** START OF Provided information **
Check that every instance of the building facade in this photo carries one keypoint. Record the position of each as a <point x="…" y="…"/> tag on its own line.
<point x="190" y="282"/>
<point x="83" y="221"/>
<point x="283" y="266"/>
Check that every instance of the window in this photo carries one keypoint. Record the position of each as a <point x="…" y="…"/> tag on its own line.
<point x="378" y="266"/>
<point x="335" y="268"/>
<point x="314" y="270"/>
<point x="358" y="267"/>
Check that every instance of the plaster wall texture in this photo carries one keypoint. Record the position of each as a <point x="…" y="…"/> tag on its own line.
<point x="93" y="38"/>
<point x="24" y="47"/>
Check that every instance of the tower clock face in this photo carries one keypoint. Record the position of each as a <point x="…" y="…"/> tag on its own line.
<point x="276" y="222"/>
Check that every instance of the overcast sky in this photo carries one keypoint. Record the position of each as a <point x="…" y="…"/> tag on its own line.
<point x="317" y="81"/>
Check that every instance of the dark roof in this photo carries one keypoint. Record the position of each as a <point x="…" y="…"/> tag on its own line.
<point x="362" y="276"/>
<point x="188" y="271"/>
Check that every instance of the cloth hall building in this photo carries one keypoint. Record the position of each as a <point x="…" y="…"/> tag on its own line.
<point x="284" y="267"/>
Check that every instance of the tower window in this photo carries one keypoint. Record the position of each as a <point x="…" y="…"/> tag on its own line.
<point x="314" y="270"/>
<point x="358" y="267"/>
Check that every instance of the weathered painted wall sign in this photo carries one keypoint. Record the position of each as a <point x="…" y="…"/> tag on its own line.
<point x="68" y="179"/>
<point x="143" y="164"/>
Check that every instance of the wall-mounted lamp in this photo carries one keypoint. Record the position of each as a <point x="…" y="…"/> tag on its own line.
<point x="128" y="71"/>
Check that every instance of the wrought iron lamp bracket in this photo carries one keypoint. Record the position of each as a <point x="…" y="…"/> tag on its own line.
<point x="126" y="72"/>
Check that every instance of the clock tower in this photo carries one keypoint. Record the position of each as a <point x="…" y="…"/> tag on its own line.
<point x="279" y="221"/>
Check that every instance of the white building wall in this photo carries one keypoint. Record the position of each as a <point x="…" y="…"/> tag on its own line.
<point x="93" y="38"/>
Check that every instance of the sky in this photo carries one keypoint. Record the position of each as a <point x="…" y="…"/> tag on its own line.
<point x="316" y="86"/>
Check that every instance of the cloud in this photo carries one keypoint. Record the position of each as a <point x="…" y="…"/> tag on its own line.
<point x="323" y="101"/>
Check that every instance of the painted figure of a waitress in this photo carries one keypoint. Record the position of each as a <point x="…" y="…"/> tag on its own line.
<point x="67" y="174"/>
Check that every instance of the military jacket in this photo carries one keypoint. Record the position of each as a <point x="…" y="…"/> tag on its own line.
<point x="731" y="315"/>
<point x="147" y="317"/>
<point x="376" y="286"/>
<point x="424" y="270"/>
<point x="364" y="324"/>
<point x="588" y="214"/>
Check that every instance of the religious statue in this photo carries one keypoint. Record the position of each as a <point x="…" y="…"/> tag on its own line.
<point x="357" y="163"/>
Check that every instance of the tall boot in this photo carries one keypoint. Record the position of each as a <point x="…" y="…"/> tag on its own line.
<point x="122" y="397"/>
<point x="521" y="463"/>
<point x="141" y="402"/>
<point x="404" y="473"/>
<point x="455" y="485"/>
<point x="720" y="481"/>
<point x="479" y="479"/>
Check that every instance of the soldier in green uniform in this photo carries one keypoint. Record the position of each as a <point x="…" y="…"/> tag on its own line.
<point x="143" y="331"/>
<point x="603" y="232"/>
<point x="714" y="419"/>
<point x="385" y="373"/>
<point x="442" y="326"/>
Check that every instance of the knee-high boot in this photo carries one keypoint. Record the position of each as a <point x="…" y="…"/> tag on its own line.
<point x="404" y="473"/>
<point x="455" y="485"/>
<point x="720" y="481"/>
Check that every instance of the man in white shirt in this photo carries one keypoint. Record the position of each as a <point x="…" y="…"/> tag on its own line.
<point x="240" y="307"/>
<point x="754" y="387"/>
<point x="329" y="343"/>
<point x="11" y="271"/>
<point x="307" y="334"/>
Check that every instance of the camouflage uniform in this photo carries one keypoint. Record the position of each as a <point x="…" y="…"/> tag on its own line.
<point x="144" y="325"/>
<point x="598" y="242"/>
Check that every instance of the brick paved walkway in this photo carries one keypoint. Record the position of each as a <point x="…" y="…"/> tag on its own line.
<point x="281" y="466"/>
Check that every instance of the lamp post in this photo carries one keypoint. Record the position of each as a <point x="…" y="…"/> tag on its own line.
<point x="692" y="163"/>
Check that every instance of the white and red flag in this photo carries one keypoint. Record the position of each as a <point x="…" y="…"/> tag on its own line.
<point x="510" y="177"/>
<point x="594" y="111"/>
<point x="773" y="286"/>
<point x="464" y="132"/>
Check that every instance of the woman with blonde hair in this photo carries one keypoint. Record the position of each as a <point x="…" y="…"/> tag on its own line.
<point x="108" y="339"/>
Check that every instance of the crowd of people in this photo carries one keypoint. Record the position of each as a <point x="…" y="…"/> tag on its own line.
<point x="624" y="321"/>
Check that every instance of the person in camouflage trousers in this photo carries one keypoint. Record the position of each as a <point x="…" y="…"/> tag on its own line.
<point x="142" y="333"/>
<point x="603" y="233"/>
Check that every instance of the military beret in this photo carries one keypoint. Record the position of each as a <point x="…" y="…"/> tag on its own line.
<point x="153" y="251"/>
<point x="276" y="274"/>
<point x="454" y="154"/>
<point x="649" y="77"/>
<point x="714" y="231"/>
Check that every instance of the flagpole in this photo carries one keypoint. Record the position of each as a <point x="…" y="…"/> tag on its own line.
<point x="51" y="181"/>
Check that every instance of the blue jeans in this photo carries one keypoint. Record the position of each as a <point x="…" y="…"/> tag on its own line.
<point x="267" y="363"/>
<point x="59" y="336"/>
** END OF Provided information **
Output the lines of the listing above, from the line with "Check that every instance of the flagpole" up to and including the last line, as a Markdown table with the columns Row and Listing line. Number each line and leave out any blank lines.

| Row | Listing line |
|---|---|
| 1 | Check that every instance of the flagpole in this photo carries one keypoint. Record the position of each as a <point x="…" y="…"/> tag on its own line. |
| 2 | <point x="51" y="181"/> |
| 3 | Check that every instance of the blue jeans in this photo carries one keypoint. Record the position of each as a <point x="…" y="…"/> tag on its own line. |
| 4 | <point x="267" y="363"/> |
| 5 | <point x="59" y="336"/> |